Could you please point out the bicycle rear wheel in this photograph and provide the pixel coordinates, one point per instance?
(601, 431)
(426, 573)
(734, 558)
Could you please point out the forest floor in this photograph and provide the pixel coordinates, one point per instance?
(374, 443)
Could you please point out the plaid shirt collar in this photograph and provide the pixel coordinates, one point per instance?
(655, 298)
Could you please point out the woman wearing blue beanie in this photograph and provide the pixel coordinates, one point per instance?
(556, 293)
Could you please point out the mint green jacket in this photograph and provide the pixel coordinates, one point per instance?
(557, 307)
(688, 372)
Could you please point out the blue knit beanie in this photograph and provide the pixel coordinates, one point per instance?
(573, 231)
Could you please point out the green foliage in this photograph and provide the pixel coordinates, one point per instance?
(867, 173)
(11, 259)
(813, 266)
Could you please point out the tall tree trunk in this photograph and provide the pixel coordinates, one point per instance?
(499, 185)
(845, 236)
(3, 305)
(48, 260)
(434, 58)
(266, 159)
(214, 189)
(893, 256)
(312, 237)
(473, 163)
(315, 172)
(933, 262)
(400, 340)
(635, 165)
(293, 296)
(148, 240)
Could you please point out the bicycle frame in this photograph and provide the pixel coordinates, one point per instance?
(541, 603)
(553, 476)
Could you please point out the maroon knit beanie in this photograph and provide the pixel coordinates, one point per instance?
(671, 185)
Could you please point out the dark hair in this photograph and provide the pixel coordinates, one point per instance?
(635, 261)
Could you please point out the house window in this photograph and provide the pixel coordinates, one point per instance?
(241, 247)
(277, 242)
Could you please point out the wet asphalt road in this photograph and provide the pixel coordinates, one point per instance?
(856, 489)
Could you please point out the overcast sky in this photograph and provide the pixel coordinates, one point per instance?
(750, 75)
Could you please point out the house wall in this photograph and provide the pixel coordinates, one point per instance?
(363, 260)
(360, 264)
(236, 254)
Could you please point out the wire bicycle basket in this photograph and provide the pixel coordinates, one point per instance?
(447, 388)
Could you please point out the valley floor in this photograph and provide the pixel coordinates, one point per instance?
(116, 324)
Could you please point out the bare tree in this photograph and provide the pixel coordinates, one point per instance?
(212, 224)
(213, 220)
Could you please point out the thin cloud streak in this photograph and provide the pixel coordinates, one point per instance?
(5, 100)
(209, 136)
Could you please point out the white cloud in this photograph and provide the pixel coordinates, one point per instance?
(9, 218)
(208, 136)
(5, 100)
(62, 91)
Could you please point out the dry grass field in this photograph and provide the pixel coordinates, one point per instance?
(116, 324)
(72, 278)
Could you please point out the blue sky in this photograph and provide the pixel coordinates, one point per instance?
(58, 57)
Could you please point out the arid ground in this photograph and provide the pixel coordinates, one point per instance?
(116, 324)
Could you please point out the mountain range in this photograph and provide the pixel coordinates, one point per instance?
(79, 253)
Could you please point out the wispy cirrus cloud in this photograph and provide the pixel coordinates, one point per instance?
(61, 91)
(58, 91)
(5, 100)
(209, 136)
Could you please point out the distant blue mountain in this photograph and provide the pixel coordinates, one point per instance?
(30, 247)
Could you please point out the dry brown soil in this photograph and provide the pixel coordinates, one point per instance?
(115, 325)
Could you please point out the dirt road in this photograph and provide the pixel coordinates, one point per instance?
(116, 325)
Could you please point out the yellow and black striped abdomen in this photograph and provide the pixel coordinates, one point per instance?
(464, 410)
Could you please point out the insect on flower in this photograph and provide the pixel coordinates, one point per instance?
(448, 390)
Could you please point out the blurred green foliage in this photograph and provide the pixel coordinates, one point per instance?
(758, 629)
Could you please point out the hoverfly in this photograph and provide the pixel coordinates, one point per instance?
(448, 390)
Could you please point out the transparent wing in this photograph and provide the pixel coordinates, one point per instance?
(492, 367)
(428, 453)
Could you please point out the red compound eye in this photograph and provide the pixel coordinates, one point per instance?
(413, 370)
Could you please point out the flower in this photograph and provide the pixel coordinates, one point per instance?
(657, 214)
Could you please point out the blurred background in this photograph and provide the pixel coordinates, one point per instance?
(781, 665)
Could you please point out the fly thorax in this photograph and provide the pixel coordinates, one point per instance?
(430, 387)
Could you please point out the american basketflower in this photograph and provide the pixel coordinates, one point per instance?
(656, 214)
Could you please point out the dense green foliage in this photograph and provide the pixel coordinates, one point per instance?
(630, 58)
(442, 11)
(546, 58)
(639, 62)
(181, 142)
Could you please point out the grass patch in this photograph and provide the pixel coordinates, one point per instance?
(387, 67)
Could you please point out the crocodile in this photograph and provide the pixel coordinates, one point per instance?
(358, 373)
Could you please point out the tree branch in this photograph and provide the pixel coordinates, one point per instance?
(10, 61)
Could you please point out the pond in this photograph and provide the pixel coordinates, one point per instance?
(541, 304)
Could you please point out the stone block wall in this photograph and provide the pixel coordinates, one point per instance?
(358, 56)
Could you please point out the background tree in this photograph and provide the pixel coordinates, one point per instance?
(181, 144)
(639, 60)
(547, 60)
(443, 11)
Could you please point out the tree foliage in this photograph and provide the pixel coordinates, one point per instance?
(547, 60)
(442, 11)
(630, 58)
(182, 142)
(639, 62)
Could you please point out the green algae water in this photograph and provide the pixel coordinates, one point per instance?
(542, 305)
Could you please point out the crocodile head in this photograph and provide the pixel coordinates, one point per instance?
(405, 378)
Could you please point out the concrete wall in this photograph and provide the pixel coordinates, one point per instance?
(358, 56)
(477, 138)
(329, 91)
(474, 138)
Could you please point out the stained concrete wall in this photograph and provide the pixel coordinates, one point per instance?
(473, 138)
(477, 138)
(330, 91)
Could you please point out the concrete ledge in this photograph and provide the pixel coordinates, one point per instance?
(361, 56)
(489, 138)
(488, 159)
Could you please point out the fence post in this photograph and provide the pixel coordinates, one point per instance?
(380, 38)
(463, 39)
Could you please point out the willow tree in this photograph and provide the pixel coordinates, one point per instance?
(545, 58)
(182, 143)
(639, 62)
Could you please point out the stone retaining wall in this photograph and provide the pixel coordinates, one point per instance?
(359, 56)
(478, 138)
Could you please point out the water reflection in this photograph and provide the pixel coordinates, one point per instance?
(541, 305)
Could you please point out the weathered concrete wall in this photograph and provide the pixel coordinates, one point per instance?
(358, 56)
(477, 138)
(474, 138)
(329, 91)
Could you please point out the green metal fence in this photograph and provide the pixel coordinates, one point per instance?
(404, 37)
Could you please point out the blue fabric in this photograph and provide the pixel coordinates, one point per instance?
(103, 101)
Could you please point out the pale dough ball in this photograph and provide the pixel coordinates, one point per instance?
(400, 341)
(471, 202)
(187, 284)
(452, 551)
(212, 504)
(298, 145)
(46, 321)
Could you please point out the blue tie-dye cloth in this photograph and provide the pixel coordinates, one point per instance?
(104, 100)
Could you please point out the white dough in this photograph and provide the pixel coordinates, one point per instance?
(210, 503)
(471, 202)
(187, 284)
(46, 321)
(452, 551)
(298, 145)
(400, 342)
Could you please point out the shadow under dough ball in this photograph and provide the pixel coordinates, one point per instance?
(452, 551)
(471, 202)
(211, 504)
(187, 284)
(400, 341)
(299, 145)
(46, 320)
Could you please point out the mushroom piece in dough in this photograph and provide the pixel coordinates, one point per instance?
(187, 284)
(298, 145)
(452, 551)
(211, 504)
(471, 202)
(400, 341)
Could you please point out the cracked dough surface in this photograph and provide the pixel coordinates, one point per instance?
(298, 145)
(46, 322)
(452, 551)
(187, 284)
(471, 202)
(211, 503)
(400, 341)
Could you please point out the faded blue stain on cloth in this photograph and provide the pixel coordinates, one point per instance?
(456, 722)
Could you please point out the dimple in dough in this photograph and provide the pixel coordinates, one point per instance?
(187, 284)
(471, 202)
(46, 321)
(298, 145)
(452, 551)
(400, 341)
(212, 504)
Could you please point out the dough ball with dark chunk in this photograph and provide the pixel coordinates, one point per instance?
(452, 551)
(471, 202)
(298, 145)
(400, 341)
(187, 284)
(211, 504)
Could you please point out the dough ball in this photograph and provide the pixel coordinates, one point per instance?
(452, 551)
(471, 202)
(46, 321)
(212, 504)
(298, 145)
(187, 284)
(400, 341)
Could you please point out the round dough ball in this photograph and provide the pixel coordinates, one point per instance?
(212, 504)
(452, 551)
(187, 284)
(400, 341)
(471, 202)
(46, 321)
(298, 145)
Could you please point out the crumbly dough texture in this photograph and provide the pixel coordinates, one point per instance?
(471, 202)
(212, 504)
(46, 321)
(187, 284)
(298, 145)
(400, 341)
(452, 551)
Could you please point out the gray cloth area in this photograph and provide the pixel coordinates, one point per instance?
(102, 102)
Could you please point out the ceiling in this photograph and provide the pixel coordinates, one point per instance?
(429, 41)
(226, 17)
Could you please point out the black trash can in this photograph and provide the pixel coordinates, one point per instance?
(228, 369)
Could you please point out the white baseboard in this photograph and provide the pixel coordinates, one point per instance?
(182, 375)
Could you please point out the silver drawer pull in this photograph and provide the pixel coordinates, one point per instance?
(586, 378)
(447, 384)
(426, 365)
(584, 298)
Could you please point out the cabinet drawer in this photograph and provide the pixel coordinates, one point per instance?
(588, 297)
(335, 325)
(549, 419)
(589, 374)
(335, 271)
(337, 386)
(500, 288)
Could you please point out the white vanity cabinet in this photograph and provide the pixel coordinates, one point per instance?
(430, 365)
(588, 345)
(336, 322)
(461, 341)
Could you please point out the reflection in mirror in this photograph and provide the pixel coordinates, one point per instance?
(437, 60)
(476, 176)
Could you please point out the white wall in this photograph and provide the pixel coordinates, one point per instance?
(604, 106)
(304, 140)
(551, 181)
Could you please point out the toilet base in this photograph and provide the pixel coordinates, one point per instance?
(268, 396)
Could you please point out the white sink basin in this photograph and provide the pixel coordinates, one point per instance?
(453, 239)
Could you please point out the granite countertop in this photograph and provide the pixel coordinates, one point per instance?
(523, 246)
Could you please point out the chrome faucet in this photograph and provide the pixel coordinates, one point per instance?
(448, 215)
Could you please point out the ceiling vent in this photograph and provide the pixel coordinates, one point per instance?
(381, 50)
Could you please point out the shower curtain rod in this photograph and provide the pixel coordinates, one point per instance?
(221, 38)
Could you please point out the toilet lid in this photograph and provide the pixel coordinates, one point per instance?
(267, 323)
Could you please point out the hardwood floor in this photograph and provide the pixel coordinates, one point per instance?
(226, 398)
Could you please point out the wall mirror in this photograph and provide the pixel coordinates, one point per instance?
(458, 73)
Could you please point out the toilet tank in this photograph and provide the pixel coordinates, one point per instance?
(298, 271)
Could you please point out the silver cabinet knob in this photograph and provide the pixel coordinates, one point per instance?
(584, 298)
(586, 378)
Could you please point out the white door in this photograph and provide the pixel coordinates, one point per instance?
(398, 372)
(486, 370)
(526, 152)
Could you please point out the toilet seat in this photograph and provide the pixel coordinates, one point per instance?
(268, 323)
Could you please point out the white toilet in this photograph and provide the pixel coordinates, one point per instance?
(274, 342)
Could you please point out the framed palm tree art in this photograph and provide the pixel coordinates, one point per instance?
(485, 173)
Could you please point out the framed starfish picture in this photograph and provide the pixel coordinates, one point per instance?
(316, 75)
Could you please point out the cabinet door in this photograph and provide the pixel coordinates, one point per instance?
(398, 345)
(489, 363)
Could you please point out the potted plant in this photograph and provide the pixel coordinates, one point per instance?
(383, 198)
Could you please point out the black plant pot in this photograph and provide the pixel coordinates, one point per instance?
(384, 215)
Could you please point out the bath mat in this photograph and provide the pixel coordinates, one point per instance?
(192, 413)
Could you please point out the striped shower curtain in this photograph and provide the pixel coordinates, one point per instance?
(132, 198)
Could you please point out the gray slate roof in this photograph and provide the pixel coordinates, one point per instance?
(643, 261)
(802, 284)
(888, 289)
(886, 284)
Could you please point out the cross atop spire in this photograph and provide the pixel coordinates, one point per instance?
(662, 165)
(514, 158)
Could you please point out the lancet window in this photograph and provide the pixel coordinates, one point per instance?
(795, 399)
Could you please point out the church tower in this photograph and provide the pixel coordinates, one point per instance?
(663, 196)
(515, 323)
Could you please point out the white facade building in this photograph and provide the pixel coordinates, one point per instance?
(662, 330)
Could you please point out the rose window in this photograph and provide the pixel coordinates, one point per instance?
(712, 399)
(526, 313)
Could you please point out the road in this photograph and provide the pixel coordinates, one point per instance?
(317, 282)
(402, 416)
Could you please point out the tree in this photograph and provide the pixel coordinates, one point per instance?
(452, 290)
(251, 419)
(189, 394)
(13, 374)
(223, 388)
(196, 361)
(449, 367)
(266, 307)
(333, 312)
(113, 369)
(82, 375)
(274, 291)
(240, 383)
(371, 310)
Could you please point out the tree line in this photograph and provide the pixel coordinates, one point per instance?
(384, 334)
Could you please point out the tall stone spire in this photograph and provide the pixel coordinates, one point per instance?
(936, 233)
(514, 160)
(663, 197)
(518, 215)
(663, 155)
───
- WHAT TO DO
Starting with the line that contains "Could you please point out the tree in", repeat each line through the last one exactly as it appears. Include both ends and nothing more.

- PROBLEM SOLUTION
Could you please point out the tree in this photograph and provide the pixel coordinates, one point per instance?
(452, 290)
(251, 419)
(189, 394)
(13, 374)
(223, 388)
(196, 361)
(449, 367)
(266, 307)
(333, 312)
(113, 369)
(82, 375)
(274, 291)
(240, 383)
(371, 310)
Could you please point out the tree line in this photograph and provide the pixel coordinates, one point per instance?
(384, 334)
Could you please point out the tall stone spire in this photograph and provide the pixel coordinates, one point per instance?
(936, 233)
(514, 160)
(663, 197)
(518, 215)
(663, 155)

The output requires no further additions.